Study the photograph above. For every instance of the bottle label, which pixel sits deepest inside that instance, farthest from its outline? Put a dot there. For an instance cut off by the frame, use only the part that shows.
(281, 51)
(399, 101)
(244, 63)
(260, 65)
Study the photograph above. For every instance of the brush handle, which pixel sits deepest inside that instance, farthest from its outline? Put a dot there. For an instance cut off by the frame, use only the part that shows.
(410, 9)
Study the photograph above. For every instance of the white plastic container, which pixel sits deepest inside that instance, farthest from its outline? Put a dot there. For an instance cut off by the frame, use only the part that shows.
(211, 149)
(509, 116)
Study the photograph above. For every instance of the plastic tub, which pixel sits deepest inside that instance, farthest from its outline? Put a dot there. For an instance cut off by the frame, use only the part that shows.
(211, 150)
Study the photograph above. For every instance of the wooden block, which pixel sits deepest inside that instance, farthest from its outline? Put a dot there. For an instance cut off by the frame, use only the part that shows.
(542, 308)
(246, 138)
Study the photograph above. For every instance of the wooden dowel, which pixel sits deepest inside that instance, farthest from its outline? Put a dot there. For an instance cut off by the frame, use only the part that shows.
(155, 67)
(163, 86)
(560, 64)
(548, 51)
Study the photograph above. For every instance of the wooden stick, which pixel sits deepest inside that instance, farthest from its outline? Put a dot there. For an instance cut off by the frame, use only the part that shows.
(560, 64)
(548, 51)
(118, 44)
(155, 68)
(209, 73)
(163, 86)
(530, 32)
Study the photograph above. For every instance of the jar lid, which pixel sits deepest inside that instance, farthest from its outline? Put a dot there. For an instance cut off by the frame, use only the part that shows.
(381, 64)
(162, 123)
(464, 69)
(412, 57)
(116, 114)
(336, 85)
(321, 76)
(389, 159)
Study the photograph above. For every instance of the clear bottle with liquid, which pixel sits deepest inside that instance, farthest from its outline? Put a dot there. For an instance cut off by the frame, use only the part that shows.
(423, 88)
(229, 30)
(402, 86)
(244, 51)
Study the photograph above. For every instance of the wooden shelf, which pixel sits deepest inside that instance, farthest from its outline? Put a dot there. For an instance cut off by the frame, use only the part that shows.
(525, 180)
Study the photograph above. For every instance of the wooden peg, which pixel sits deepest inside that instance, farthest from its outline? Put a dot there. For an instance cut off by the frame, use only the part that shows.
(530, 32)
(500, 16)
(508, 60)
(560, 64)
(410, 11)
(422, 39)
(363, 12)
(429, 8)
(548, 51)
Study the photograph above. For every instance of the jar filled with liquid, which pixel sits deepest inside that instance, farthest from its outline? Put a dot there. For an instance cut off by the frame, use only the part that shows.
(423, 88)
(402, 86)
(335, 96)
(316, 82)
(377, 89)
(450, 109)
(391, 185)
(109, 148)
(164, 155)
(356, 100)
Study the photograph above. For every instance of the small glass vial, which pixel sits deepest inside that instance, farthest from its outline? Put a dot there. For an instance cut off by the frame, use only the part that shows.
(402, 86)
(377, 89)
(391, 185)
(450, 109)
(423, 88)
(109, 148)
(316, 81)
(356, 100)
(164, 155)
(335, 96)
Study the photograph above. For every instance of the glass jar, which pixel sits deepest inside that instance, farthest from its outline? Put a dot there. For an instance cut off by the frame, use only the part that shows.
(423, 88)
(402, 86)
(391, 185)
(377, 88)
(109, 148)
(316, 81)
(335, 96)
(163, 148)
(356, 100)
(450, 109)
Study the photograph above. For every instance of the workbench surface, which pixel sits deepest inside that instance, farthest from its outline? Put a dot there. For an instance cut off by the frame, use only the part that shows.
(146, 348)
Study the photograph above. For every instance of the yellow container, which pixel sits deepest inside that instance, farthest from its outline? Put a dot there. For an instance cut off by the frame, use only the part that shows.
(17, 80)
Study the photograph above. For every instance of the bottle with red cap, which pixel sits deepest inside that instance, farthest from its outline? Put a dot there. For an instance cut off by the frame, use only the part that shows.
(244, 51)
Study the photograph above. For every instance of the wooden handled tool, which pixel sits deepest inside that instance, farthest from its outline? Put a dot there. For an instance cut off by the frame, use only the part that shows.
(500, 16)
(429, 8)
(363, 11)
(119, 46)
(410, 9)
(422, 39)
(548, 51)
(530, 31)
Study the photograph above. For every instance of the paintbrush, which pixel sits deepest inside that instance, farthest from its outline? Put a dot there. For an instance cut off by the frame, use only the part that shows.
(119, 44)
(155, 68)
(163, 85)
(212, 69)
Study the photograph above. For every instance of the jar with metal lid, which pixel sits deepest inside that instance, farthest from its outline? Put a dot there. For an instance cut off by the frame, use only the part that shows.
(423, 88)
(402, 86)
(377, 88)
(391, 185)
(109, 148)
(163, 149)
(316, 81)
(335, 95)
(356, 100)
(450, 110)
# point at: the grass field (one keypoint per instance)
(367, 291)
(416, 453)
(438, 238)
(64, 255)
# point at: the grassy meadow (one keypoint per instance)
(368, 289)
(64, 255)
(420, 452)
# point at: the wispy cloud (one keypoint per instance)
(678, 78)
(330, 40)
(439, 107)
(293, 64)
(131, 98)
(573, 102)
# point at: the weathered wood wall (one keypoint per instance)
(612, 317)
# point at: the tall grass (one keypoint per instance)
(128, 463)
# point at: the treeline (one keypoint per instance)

• **What the task requires**:
Print all of the records above verbatim, keeping every line in its original order.

• **The answer**:
Study the photograph above. For every instance of the bottle label, which pixel sits deepest inside that instance, farthest from its outline? Put a dot there. For an instance cut off by the frame, use only the part that shows.
(281, 51)
(399, 101)
(244, 63)
(260, 65)
Study the photograph above. For every instance of the brush handle, which pixel sits deepest inside that instance, farthest from its outline? Put a dot there. For an instance cut off by the frame, use only the part that shows.
(410, 9)
Study the photograph above. For every instance of the white plastic container, which pixel sits deepest inside that instance, farthest from its outline? Put a dot there. For an instance cut off by the frame, use only the part that shows.
(211, 149)
(509, 116)
Study the photograph above. For every instance of the plastic tub, which pixel sits deepest inside that instance, farthest from its outline? Put a dot there. For an instance cut off by the frame, use only the part that shows.
(211, 150)
Study the photograph above. For every instance of the wooden block, which pixel sits deepest inside that instance, farthest from its outline? Put a dot there. For an instance cut off by the frame, use only the part that shows.
(542, 308)
(246, 138)
Study the photograph above. For every instance of the wooden dowel, which pixel sits deepest inside that instance, farthest from its outline? Put a dot there. For an instance cut off by the frame, use only the part that shows.
(155, 67)
(163, 86)
(560, 64)
(548, 51)
Study the photograph above. For every instance of the wooden stick, which pixel sits deepest inside that instance, farthest from its outline? Put a dot there. For an instance cut off by the frame, use only the part that shows.
(560, 64)
(548, 51)
(118, 44)
(155, 68)
(209, 73)
(163, 86)
(530, 32)
Study the photograph above. For every instance of the jar lid, which pixel sits deepest inside that instance, farthest from its outline? Put a dot there. For an instance cut off by the frame, use only the part that shows.
(381, 64)
(162, 123)
(464, 69)
(412, 57)
(116, 114)
(336, 85)
(321, 76)
(389, 159)
Study the photograph above. For every instance of the clear bottle with liquid, which pixel sits deepest inside that instance, farthest from its outline? Put a dot there. For an instance cut off by the frame, use only the part that shows.
(423, 88)
(229, 30)
(402, 86)
(244, 51)
Study the photograph above. For every instance of the wooden shelf, which pixel sits deepest inside that instance, farthest from its outline? Put a dot there. For an instance cut off by the frame, use only the part that shows.
(525, 180)
Study the photograph above. For every instance of the wooden peg, which pixel sits deepest inside that instance, farthest from its outline? Put a dot there. For an instance cut off by the frame, use only the part that shows.
(530, 32)
(500, 16)
(508, 60)
(560, 64)
(410, 11)
(422, 39)
(363, 12)
(429, 8)
(548, 51)
Study the photograph above. For every instance of the jar filled with liquid, which pixel sits deepest inside that instance, farthest from its outline? Put a dot there. For an instance cut off by the frame, use only the part that shows.
(423, 88)
(402, 86)
(335, 96)
(316, 82)
(377, 89)
(450, 109)
(391, 185)
(109, 148)
(164, 155)
(356, 100)
Study the photograph above. For every instance of the small glass vial, which pixel sits deepest inside that instance, farthest from its outline? Put a dot there. For an instance cut off by the frame, use only the part that shows.
(402, 86)
(377, 89)
(391, 185)
(450, 109)
(423, 88)
(109, 148)
(316, 81)
(356, 100)
(164, 155)
(335, 96)
Study the photograph above. For every instance of the glass jar, which pixel sits deepest inside that instance, farthest from its outline? Put a dot there. For an instance cut off by the frame, use only the part that shows.
(423, 88)
(402, 86)
(391, 185)
(377, 88)
(109, 148)
(316, 81)
(335, 96)
(163, 148)
(356, 100)
(450, 109)
Study the photograph above. For every instance of the workbench surface, which pixel sits deepest inside that instance, farthest from its outline? Put a dot there. For an instance cut off by the frame, use only the part that shows.
(146, 348)
Study the photograph above. For every instance of the yellow container, which pixel sits deepest inside that instance, farthest from its outline? Put a dot there. For an instance cut off by the frame, use only the part that shows.
(17, 80)
Study the photograph above. For every instance of the bottle with red cap, which pixel sits deepest inside that instance, farthest from its outline? Put a dot there. For an instance cut off by the frame, use only the part that shows.
(244, 51)
Study the photograph above. For every instance of the wooden handled tool, which pixel sits deepest inside that instance, farthest from its outline? Put a dot there. For an instance cut off by the frame, use only the part that shows.
(500, 16)
(429, 8)
(363, 11)
(119, 46)
(410, 9)
(422, 39)
(548, 51)
(530, 31)
Study the photograph above. For every instance of the paintbrush, which pixel sits deepest inside that instance, farthest from its outline? Put a dot there. For an instance cut off by the frame, use only the part that shows.
(119, 44)
(155, 68)
(163, 85)
(212, 69)
Study the photograph above. For every instance of the jar with metal lid, which pixel sits deepest inside that instance, farthest from its outline? Put a dot there. For an instance cut off by the frame, use only the part that shows.
(423, 88)
(402, 86)
(377, 88)
(391, 185)
(109, 148)
(163, 149)
(316, 81)
(335, 95)
(356, 100)
(450, 110)
# point at: the grass field (one keypoint per instance)
(367, 291)
(416, 453)
(438, 238)
(64, 255)
# point at: the grassy meadow (one keypoint per instance)
(368, 289)
(64, 255)
(420, 452)
# point at: the wispy cloud (one keypoint per instance)
(678, 78)
(330, 40)
(439, 107)
(293, 64)
(131, 98)
(573, 102)
# point at: the weathered wood wall (one keypoint per instance)
(612, 317)
# point at: the tall grass (one keypoint per instance)
(128, 463)
# point at: the treeline (one keypoint per instance)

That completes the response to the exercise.